◆ TASK ◆
Exact copies of the lines below, from the one with "Question. Point out every instance of the roof" up to and including the one with "Question. Point out every instance of the green", are what this calls for; leave out pictures.

◆ DATA TO PROCESS ◆
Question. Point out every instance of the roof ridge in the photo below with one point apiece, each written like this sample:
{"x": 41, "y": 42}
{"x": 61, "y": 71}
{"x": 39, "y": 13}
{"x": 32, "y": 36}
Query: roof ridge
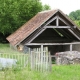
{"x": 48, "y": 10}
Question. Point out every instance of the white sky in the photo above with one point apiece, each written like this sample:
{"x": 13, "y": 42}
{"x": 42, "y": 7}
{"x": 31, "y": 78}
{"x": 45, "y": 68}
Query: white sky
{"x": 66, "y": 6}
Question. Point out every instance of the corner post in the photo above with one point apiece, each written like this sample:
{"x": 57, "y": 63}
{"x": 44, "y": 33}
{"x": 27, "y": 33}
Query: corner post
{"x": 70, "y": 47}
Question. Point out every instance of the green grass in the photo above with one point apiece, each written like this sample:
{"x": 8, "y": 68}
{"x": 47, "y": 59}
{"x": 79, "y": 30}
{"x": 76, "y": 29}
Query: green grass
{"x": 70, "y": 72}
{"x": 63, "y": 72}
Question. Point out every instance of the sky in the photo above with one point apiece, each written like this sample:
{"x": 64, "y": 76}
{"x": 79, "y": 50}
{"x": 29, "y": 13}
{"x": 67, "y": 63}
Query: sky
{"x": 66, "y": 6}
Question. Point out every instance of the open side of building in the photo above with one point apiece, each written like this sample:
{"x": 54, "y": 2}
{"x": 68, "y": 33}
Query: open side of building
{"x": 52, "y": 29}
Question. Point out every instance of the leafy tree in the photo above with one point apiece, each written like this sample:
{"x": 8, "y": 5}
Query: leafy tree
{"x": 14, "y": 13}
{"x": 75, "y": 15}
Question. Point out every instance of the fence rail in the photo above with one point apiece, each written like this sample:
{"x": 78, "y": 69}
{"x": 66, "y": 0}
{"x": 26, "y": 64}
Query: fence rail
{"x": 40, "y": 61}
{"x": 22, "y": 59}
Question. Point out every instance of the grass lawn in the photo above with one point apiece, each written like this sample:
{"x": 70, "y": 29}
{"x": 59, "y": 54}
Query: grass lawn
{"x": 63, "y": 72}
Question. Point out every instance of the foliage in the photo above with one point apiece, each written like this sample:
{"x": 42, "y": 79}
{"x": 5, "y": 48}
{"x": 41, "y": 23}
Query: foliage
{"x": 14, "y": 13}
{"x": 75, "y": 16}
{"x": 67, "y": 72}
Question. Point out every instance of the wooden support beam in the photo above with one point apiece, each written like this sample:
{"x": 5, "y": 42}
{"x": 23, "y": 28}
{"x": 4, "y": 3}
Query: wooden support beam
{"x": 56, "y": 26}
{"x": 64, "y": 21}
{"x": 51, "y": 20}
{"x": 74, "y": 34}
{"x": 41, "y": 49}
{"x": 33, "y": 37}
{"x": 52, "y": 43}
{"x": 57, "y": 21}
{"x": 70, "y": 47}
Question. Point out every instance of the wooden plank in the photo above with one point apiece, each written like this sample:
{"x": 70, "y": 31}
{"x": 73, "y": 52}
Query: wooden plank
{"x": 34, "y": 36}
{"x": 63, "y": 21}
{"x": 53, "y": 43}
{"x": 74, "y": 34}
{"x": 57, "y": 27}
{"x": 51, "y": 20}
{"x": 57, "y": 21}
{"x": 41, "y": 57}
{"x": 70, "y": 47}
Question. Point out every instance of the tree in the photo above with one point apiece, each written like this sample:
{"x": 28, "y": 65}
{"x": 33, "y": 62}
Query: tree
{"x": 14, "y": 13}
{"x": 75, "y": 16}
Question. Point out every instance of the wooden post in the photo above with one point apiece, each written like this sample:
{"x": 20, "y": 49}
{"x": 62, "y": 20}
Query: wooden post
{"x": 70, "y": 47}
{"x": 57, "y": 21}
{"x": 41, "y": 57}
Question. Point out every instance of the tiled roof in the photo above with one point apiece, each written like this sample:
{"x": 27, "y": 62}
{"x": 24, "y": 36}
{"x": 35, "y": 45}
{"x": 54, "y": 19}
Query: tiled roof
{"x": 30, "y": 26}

--

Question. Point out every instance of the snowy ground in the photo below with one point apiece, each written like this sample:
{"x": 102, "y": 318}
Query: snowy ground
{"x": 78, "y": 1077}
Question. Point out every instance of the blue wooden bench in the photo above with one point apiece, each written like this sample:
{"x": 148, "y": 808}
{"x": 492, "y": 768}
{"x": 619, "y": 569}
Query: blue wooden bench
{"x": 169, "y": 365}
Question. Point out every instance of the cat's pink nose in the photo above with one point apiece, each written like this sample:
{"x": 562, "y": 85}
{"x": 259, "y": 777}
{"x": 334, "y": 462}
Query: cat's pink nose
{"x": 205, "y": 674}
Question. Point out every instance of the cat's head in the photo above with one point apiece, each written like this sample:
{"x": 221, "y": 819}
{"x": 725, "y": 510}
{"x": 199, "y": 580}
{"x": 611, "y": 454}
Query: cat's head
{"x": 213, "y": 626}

◆ FINISHED EXERCISE ◆
Question. Point out every instance of the roof ridge in the photo below with one point apiece, each written like this sample:
{"x": 41, "y": 42}
{"x": 61, "y": 71}
{"x": 39, "y": 13}
{"x": 32, "y": 36}
Query: roof ridge
{"x": 48, "y": 10}
Question. Point out every instance of the white sky in the photo above with one point apiece, each written like this sample:
{"x": 13, "y": 42}
{"x": 42, "y": 7}
{"x": 31, "y": 78}
{"x": 45, "y": 68}
Query: white sky
{"x": 66, "y": 6}
Question. Point out every instance of the corner post in the photo above with one point apiece, each written like this sample:
{"x": 57, "y": 63}
{"x": 44, "y": 33}
{"x": 27, "y": 33}
Query: corner post
{"x": 70, "y": 47}
Question. Point out every instance of the green grass in the photo above with one point apiece, each written like this sample:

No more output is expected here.